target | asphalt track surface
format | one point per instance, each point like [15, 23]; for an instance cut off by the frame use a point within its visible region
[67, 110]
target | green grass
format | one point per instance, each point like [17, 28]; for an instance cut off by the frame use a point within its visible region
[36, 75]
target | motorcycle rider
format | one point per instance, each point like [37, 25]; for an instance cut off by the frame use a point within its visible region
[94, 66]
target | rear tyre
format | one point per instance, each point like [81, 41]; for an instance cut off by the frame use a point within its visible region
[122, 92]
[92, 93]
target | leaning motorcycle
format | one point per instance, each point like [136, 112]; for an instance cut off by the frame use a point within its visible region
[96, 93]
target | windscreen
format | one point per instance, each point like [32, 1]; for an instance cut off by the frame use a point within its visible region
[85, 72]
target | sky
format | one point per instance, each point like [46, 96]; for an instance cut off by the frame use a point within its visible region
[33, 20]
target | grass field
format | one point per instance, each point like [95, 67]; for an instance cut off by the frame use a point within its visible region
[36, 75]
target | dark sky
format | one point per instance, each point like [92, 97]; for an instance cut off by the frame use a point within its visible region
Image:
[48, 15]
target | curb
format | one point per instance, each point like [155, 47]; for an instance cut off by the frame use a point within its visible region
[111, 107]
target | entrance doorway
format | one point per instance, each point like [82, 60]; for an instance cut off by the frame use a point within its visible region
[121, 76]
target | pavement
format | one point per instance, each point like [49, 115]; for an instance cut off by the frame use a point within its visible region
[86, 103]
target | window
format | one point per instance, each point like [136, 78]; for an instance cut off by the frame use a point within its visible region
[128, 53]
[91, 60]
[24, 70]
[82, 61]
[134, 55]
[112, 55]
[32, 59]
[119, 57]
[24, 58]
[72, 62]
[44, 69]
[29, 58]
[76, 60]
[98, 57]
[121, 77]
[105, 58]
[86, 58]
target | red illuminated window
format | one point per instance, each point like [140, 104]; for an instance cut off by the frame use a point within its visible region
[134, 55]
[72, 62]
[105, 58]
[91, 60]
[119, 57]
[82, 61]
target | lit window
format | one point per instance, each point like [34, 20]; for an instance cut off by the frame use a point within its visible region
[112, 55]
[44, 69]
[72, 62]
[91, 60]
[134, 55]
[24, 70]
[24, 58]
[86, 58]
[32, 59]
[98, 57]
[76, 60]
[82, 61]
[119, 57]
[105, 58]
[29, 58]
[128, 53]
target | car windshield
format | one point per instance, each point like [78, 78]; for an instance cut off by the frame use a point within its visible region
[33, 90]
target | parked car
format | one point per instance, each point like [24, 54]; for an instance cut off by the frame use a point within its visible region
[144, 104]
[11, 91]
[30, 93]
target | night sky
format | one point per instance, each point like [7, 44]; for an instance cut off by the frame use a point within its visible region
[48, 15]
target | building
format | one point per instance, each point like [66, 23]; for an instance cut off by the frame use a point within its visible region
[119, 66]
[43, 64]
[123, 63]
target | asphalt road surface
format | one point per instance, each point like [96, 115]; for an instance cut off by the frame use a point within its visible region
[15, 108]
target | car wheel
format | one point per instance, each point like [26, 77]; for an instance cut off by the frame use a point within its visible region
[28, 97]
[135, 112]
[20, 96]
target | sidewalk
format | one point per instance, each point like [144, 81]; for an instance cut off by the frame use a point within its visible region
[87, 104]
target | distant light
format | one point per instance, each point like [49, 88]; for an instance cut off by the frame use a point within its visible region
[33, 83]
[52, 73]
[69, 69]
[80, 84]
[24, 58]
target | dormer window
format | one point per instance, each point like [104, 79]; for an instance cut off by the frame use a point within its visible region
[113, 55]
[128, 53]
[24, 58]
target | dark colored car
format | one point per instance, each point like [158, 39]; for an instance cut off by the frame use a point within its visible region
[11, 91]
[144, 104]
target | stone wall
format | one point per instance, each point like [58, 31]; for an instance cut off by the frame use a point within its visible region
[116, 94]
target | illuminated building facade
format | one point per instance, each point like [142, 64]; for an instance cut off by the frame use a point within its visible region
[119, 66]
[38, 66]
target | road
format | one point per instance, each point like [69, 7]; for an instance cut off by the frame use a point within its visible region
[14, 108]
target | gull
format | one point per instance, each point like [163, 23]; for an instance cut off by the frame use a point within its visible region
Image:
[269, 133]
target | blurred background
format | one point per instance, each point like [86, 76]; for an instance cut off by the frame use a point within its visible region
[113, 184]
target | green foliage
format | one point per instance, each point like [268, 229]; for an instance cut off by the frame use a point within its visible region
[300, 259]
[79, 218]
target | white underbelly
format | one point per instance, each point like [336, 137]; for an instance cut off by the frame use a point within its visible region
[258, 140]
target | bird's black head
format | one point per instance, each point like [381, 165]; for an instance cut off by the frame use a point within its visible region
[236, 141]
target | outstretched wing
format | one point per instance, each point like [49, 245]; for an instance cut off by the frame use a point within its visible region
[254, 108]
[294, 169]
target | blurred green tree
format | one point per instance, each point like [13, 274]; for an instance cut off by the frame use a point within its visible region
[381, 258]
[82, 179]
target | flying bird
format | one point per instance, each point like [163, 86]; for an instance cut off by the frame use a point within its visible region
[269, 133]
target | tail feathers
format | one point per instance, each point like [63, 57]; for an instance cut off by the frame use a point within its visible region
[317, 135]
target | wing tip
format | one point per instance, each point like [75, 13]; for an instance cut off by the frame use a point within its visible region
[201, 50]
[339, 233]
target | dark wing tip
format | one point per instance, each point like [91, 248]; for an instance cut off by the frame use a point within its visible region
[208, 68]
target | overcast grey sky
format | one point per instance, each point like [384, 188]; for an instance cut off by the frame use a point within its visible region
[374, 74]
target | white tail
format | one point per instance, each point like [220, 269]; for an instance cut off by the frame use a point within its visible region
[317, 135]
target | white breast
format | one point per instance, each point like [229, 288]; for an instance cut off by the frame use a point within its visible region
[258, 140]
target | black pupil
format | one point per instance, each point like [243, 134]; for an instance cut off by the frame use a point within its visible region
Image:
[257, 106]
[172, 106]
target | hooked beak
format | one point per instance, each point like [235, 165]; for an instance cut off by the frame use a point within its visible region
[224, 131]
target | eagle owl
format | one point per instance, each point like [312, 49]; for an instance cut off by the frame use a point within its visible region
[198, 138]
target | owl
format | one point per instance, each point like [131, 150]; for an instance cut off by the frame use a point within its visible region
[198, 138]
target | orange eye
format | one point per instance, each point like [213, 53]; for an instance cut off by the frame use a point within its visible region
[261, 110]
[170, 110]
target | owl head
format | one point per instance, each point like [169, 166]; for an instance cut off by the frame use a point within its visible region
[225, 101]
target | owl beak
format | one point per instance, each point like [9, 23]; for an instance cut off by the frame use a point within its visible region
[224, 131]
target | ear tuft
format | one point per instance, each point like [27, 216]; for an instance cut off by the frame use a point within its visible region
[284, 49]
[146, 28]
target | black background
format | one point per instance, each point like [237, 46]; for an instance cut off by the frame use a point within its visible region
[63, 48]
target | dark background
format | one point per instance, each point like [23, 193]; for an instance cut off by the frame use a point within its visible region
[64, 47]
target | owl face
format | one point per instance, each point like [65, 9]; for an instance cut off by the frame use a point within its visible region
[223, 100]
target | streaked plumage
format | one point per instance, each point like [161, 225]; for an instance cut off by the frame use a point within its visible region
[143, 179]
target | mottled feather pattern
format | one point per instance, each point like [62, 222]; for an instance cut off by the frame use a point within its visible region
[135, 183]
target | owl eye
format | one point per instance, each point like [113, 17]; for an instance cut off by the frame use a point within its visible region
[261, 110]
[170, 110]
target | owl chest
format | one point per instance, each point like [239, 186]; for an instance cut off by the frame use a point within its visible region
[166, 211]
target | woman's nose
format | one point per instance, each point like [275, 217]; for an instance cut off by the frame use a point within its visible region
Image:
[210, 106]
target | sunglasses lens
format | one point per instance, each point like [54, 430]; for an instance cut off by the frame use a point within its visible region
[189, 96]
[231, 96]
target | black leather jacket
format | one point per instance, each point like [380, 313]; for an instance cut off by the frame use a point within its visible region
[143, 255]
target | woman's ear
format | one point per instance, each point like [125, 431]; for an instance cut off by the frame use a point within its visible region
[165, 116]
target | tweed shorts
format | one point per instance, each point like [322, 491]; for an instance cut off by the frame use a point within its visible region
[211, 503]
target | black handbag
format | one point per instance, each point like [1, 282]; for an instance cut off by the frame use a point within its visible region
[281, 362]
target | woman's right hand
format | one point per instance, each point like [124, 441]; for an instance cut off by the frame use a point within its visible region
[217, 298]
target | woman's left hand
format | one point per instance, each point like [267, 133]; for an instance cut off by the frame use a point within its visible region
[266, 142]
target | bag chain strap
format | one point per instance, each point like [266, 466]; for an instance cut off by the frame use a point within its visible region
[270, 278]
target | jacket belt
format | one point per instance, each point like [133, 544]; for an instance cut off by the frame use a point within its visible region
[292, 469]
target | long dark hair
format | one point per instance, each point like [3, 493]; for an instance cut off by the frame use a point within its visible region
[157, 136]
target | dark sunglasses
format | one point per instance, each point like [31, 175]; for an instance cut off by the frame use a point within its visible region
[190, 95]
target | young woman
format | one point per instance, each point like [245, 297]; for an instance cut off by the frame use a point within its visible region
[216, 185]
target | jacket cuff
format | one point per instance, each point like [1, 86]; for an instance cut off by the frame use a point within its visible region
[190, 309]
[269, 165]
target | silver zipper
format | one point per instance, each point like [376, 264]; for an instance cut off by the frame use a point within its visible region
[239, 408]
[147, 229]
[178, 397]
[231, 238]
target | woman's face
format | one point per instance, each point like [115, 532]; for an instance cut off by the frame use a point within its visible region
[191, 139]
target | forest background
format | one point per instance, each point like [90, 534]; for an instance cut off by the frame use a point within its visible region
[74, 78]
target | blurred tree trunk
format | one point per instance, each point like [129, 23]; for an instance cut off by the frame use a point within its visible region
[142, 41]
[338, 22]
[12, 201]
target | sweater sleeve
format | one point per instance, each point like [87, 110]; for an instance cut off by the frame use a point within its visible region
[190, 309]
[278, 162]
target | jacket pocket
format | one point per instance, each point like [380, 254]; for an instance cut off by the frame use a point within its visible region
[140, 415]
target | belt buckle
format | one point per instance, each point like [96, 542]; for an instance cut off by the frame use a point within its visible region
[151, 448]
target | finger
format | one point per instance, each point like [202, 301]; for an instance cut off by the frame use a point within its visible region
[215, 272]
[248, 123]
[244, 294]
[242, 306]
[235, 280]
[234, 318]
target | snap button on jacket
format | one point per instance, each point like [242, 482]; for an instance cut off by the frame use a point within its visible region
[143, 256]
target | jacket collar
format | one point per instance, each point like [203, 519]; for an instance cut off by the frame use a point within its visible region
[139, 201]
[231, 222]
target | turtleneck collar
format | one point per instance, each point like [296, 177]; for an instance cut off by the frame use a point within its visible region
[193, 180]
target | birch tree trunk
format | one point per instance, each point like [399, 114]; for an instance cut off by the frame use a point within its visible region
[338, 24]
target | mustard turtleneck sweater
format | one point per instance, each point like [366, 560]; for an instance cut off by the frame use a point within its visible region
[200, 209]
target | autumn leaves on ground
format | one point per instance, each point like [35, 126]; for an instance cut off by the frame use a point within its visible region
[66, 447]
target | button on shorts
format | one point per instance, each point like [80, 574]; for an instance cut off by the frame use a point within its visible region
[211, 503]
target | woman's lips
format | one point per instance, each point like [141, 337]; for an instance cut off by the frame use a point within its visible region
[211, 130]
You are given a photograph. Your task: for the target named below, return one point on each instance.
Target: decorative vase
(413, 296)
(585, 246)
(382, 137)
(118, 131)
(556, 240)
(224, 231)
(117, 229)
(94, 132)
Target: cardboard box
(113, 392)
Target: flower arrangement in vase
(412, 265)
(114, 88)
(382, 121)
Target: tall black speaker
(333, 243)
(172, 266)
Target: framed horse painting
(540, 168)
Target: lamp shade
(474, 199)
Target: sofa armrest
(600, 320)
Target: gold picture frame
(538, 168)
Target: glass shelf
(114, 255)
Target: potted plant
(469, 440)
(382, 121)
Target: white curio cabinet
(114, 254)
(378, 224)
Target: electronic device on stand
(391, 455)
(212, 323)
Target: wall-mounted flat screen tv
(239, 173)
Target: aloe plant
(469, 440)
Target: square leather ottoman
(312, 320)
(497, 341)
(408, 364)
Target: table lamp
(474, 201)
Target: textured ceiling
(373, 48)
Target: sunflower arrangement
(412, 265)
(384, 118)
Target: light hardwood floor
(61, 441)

******

■ Assigned task
Both the line containing "format | one point per instance, each point like [46, 96];" and the line containing "target | car windshield" belong in the answer. Print them and every line above that falls between them exactly, and no others.

■ Solution
format | one point per instance, each point like [46, 96]; for an instance cut off by the frame use a point within its visible region
[33, 20]
target | grass field
format | one point per instance, each point like [95, 67]; for an instance cut off by the frame use a point within its visible region
[36, 75]
target | dark sky
format | one point per instance, each point like [92, 97]; for an instance cut off by the frame use a point within its visible region
Image:
[48, 15]
target | curb
format | one point per instance, each point like [155, 47]; for an instance cut off by the frame use a point within its visible region
[111, 107]
target | entrance doorway
format | one point per instance, each point like [82, 60]; for an instance cut off by the frame use a point within its visible region
[121, 76]
target | pavement
format | one point per instance, each point like [49, 115]; for an instance cut off by the frame use a point within its visible region
[86, 103]
target | window
format | one point per instance, each point like [136, 78]; for an instance cut off by the frame use a point within its visible region
[128, 53]
[91, 60]
[24, 70]
[82, 61]
[134, 55]
[112, 55]
[32, 59]
[119, 57]
[24, 58]
[72, 62]
[44, 69]
[29, 58]
[76, 60]
[98, 57]
[121, 77]
[105, 58]
[86, 58]
target | red illuminated window
format | one point per instance, each point like [140, 104]; for an instance cut off by the frame use a point within its visible region
[134, 55]
[72, 62]
[105, 58]
[91, 60]
[119, 57]
[82, 61]
target | lit window
format | one point per instance, each point like [34, 20]; for an instance cut off by the frame use a point within its visible region
[112, 55]
[44, 69]
[72, 62]
[91, 60]
[134, 55]
[24, 70]
[24, 58]
[86, 58]
[32, 59]
[98, 57]
[76, 60]
[82, 61]
[119, 57]
[105, 58]
[29, 58]
[128, 53]
target | car windshield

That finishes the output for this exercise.